SHORT EXERCISE =
Which lines in the records below contain the word "puddle"? Copy each of them.

DATA EXCERPTS =
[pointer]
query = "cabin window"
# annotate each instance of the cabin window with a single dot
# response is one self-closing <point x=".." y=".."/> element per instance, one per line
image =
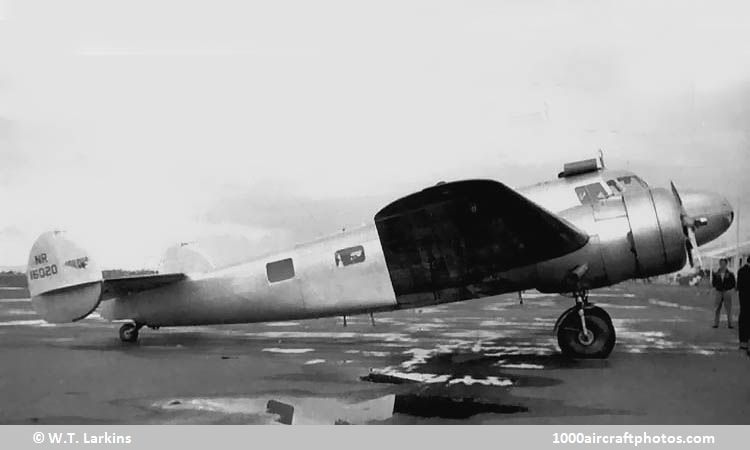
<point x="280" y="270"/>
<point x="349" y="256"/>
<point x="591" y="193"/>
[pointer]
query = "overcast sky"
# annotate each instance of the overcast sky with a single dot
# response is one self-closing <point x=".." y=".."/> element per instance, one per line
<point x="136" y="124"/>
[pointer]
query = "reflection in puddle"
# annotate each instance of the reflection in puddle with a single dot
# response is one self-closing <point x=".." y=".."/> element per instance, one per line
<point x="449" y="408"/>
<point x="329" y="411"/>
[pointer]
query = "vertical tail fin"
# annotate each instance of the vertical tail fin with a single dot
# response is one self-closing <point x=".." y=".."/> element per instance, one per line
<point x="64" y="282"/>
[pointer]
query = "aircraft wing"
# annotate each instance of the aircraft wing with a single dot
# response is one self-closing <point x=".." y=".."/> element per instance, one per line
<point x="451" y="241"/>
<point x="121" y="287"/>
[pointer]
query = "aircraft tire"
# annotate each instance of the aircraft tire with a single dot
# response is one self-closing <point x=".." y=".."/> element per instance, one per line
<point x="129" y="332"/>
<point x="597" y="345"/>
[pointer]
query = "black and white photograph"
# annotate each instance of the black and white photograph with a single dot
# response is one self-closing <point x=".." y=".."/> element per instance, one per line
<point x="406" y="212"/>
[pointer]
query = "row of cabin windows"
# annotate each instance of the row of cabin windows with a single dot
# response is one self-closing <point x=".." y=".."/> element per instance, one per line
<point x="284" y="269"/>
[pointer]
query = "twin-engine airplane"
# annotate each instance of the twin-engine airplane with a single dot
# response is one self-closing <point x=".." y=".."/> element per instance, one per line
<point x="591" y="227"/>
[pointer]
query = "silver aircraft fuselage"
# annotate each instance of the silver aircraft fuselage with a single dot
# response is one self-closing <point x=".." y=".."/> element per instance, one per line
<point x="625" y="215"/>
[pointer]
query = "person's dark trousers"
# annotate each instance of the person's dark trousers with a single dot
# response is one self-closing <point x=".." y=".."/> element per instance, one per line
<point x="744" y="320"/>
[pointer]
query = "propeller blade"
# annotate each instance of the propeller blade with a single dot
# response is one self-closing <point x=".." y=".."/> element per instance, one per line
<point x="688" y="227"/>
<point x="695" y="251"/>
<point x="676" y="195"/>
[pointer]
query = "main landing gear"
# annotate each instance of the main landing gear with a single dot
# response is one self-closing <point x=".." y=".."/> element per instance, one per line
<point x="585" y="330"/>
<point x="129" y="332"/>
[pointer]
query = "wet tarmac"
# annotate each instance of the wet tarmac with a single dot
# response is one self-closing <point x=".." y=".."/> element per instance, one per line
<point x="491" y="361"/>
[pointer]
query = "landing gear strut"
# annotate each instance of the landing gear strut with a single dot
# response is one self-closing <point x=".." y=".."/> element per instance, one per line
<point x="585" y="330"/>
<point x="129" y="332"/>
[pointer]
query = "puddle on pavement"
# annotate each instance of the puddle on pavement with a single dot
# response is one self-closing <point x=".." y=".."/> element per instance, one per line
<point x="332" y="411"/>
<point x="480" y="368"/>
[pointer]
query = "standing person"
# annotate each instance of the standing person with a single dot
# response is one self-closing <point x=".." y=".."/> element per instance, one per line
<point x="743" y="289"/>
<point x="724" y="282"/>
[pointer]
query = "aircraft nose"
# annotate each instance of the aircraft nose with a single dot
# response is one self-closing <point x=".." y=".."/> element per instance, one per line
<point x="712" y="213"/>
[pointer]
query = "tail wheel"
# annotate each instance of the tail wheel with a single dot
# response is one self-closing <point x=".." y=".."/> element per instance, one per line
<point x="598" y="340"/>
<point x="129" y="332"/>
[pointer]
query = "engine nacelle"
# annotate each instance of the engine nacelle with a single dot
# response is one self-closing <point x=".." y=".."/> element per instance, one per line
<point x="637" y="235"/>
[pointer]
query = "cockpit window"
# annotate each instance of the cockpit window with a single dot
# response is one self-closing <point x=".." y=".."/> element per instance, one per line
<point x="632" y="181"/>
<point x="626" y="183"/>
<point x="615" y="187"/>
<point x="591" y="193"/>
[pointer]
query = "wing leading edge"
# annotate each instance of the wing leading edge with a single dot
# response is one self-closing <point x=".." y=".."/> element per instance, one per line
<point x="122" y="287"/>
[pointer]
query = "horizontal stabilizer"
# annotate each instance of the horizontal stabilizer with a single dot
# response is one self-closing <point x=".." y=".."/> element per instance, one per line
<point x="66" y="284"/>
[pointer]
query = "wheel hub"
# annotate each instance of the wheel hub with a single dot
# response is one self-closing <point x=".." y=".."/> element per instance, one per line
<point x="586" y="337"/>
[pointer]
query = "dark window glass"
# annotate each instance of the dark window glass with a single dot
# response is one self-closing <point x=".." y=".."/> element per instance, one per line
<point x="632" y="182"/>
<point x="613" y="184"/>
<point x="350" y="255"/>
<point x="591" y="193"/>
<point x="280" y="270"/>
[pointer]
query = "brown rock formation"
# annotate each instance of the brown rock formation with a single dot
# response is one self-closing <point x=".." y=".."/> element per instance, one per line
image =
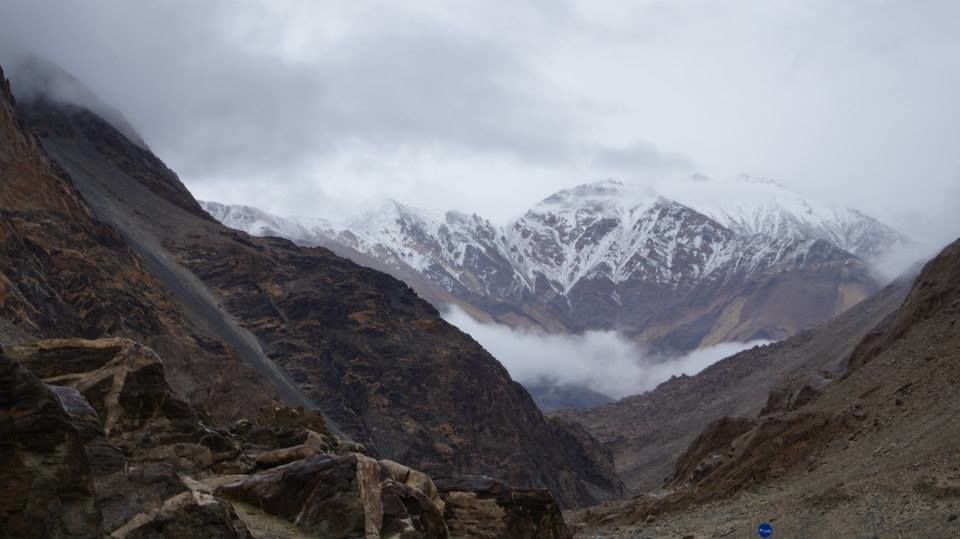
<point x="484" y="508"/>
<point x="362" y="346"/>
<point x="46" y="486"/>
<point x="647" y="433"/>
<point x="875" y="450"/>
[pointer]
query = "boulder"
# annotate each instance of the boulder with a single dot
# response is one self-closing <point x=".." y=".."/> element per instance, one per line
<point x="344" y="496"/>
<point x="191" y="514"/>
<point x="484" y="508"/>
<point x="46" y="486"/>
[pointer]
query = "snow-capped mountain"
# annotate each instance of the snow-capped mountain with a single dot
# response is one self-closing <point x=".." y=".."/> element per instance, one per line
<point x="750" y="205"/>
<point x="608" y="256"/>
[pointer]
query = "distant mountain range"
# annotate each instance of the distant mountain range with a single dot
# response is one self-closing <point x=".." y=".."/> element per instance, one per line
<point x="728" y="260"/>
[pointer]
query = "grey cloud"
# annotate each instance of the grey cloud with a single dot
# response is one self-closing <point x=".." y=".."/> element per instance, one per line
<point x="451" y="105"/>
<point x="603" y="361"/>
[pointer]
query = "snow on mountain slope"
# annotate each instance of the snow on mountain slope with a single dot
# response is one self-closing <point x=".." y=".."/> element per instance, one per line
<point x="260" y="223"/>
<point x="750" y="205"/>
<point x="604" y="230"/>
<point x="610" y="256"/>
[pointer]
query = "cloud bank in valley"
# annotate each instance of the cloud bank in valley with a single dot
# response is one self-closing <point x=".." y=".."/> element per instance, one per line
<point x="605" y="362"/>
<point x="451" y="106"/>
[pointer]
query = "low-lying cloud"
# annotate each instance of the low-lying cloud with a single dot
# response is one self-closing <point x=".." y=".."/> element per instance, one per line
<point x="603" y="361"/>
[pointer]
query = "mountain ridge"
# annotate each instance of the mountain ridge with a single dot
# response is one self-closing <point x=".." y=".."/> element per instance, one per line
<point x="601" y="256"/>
--
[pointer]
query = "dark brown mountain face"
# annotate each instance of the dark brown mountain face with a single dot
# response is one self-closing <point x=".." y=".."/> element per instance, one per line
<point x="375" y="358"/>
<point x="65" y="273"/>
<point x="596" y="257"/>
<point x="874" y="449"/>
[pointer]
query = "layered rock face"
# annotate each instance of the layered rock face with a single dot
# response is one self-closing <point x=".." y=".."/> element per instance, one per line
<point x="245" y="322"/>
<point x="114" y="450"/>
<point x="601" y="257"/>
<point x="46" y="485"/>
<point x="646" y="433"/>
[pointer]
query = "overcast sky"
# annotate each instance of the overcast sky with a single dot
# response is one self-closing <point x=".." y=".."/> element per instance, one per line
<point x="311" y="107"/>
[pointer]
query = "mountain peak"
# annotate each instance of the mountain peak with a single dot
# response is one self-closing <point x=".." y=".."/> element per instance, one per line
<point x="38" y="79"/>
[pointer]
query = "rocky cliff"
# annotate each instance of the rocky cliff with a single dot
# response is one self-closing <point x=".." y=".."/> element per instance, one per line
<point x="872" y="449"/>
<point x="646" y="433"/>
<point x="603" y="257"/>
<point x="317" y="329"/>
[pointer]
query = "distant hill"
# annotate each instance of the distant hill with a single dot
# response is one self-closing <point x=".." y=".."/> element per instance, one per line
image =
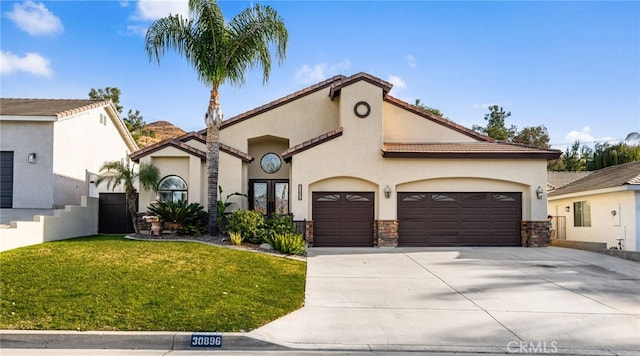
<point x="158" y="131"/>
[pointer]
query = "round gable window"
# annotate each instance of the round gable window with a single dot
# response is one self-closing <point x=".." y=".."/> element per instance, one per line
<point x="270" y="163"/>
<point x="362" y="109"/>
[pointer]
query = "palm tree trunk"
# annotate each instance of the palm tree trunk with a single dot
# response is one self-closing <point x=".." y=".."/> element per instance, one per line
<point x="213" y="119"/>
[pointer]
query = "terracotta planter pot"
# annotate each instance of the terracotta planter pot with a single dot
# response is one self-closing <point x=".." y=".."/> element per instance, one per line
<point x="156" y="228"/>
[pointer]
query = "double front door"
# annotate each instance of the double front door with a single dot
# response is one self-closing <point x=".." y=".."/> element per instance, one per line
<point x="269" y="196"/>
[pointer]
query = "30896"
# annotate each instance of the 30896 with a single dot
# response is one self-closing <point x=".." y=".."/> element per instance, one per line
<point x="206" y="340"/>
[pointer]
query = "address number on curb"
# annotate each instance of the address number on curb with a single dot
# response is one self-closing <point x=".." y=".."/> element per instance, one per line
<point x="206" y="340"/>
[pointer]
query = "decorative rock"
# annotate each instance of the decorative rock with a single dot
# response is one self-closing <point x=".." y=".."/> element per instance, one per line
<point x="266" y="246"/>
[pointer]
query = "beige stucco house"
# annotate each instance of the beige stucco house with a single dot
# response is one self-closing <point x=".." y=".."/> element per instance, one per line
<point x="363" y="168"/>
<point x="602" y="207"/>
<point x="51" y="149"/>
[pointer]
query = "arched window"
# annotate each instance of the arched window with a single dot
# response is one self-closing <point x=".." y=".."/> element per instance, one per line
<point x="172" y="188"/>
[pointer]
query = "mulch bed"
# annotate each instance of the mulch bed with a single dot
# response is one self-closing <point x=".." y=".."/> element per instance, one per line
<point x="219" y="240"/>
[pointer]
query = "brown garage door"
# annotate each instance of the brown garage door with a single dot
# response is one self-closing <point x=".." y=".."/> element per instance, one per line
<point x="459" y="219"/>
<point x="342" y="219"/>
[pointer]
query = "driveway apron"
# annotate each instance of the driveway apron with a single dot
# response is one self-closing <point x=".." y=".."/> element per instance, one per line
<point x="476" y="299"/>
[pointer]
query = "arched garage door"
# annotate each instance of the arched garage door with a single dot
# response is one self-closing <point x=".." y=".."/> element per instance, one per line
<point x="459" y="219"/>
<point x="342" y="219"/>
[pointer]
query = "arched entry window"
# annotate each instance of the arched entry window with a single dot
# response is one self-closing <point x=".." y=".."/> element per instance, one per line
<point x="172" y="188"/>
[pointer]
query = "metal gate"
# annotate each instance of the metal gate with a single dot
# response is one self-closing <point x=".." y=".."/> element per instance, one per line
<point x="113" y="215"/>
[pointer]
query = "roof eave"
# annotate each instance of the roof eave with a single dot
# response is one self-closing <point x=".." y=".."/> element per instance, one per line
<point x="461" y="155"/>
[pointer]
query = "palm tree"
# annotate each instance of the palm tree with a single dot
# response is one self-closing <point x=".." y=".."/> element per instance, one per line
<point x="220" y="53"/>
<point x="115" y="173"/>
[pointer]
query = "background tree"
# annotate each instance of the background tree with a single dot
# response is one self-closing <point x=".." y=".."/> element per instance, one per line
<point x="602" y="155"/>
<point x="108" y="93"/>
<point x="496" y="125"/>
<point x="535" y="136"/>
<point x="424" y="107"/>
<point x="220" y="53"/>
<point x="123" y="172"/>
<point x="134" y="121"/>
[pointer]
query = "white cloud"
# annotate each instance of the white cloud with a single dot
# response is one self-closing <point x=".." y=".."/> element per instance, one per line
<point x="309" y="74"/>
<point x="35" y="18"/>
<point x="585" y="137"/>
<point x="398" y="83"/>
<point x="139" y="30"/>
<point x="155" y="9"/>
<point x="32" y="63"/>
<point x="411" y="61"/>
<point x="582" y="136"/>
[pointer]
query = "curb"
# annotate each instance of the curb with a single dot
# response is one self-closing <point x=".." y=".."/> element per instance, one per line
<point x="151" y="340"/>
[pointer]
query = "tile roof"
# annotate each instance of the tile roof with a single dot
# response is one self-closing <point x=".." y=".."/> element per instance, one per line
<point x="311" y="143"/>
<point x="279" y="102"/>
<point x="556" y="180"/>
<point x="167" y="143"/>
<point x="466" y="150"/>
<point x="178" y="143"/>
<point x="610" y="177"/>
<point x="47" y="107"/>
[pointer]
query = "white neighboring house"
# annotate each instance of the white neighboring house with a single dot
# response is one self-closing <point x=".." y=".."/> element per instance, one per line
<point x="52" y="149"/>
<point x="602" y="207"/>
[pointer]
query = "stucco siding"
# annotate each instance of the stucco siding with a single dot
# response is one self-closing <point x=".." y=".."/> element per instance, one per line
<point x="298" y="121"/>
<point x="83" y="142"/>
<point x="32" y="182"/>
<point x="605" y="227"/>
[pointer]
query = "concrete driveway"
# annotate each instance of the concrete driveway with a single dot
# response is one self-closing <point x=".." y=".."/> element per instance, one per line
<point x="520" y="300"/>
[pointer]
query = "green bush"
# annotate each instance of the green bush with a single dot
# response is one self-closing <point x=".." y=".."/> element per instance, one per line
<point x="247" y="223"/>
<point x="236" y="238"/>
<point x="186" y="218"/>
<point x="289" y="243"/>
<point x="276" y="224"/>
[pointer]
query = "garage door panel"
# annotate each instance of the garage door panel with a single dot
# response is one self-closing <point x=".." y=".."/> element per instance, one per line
...
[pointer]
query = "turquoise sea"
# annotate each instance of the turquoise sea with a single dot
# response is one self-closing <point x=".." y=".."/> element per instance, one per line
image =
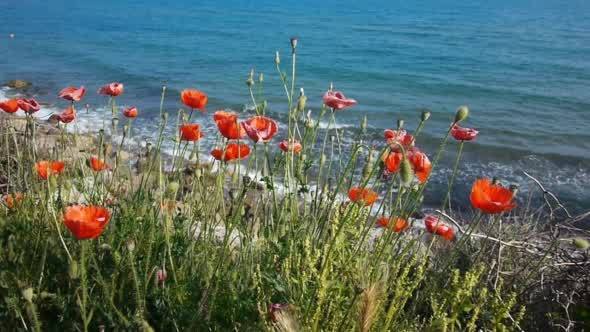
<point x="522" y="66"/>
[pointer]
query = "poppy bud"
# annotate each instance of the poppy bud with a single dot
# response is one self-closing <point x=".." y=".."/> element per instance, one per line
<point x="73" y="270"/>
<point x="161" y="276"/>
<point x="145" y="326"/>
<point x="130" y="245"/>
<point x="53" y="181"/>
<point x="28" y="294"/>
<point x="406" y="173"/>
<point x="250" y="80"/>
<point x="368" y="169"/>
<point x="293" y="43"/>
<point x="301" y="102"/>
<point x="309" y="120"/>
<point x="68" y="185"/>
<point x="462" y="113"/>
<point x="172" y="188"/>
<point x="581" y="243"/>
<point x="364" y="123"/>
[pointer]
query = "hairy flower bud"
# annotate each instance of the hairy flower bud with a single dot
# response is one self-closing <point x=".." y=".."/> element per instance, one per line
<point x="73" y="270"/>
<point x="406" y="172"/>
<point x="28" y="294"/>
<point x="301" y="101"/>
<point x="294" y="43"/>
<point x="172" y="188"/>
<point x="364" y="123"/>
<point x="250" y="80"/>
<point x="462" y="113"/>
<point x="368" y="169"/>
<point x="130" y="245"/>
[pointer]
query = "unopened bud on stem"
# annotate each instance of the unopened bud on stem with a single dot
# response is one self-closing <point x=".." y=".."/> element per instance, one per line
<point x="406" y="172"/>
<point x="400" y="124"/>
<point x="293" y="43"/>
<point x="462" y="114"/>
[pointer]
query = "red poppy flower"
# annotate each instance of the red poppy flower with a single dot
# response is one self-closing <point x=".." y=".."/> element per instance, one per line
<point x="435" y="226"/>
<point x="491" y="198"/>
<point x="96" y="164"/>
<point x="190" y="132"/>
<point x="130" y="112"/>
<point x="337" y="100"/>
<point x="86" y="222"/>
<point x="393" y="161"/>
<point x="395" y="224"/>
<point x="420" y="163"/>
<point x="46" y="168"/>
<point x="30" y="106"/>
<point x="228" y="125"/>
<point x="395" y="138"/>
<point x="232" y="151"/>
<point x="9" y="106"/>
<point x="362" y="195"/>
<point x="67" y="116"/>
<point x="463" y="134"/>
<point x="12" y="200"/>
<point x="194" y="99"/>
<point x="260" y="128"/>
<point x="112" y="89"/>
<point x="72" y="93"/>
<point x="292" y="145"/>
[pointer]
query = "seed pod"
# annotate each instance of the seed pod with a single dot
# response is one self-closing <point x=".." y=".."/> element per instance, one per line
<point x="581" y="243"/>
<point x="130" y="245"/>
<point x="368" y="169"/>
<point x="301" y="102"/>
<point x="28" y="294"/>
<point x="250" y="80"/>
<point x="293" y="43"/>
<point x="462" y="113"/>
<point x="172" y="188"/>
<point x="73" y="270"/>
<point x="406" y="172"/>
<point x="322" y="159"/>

TASK OUTPUT =
query = "reflection in puddle"
# annotate each instance of the reflection in puddle with a single dot
query = "puddle on pavement"
# annotate each instance of the puddle on pavement with a single dot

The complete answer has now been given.